§ Excerto da fonte:
Muito antes de chegar à ponte já há carros estacionados. A fila engrossa no largo da ponte, e torna a estreitar na estrada da Beselga. Só automóveis à espera para serem atendidos na oficina. Não se vê vivalma. Lá de dentro ouve-se, por vezes, o ruído de uma peça a embater no chão, o som conhecido de uma ferramenta a cair ou um acelerar de motor. Não há vozes, tosses, assobios, ais ou uis, nada que soe a humano. Fico com a impressão que, se lá entrasse, depararia com carros com olhos pestanejantes, furgões barrigudos e com bigodes, guindastes sorridentes, todos em alegre convívio maquinal, a tratarem uns dos outros como se um hospital de automóveis se ocupasse, aqui, em Porto da Lage, do Faísca McQueen e dos seus amigos.

Nos Olivais, pouco antes (ou depois, de onde vimos nós?) da bomba, o lugar está solitário a esta hora. Cá fora apenas uma carrinha que, tudo indica, pertence ao dono. No interior, no canto entre as batatas e a prateleira dos enlatados um rapaz está sentado espapaçado atrás da ventoinha. Com a entrada de alguém mostra-se, todavia, prazenteiro e levanta-se muito afável. Parece contente por ter, finalmente, companhia. Difícil de passar, a tarde. Durante a manhã é um corrupio de carros a pararem, além dos avios de mercearia e frescos, há sempre quem queira sementes, plantas e flores. Só ao fim da tarde o movimento recomeça. - As tardes são mortas - diz, enquanto corta segunda melancia. Não, não foi o cliente que não gostou da primeira, foi  ele, que faz questão de vender só coisa doce.(MFM)

§ Dados brutos:

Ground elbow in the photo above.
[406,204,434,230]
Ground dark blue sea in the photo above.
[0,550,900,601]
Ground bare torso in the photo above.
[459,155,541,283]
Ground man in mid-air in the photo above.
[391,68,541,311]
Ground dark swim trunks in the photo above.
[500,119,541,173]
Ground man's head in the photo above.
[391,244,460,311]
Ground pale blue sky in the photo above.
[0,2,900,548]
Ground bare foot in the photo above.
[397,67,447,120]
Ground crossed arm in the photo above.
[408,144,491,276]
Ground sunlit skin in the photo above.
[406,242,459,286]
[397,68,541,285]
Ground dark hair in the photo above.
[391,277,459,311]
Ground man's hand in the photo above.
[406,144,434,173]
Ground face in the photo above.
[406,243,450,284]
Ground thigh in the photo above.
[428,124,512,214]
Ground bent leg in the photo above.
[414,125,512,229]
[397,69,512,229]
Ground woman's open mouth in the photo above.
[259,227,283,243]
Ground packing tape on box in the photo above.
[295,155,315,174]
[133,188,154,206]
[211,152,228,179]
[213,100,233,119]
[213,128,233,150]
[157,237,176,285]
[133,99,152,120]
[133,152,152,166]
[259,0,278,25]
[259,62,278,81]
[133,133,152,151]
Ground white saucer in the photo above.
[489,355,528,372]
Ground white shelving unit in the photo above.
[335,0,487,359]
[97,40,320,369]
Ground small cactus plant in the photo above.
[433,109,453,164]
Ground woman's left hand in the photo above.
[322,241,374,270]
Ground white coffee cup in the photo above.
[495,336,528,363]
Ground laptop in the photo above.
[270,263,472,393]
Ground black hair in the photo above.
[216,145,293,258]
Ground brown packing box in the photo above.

§ O que fazer:
**A)** Extraia do excerto sobre Porto da Lage e os Olivais o trecho que começa nas palavras "Muito antes de" e termina logo após "dos seus amigos.".
**B)** Prolongue o excerto sobre Porto da Lage e os Olivais, escrevendo a partir da última frase apresentada.

§ Resultados das tarefas:
**A)**
Muito antes de chegar à ponte já há carros estacionados. A fila engrossa no largo da ponte, e torna a estreitar na estrada da Beselga. Só automóveis à espera para serem atendidos na oficina. Não se vê vivalma. Lá de dentro ouve-se, por vezes, o ruído de uma peça a embater no chão, o som conhecido de uma ferramenta a cair ou um acelerar de motor. Não há vozes, tosses, assobios, ais ou uis, nada que soe a humano. Fico com a impressão que, se lá entrasse, depararia com carros com olhos pestanejantes, furgões barrigudos e com bigodes, guindastes sorridentes, todos em alegre convívio maquinal, a tratarem uns dos outros como se um hospital de automóveis se ocupasse, aqui, em Porto da Lage, do Faísca McQueen e dos seus amigos.

**B)**
20 de agosto de 2015

Porto da Lage -nascimento de uma povoação


A primeira imagem abaixo é um extracto da planta de localização da linha do caminho de ferro do Norte, elaborada cerca de 1860, no local correspondente à "Quinta de Porto da Lage", isto é, do lado direito da Ribeira da Beselga, num território mais ou menos contínuo (interrompido por "fazendas" de outros dois proprietários)  sensivelmente entre as duas pontes existentes sobre aquela ribeira, hoje, em Porto da Lage.


Figura 1


A Figura 2 é uma imagem mais aproximada da anterior, agora com o local exacto onde surgiu a povoação de Porto da Lage. Repare-se como a Estrada de Coimbra, que  ultrapassa a linha do caminho de ferro, proveniente de Paialvo, se vai rodear de casas até ao final do primeiro quartel do século XX, a maioria das quais se mantêm, mantendo-se igualmente o traçado da estrada, hoje em dia chamada de Rua Dr. Henrique Pereira da Mota (Figura 3).


Figura 2




Figura 3
Fig. 1- Parte da Planta de localização da Linha do Norte Km 119-121, fornecida pela REFER (actual Infraestruturas de Portugal) em Setembro de 2013.
Fig 3 - Imagem retirada  daqui.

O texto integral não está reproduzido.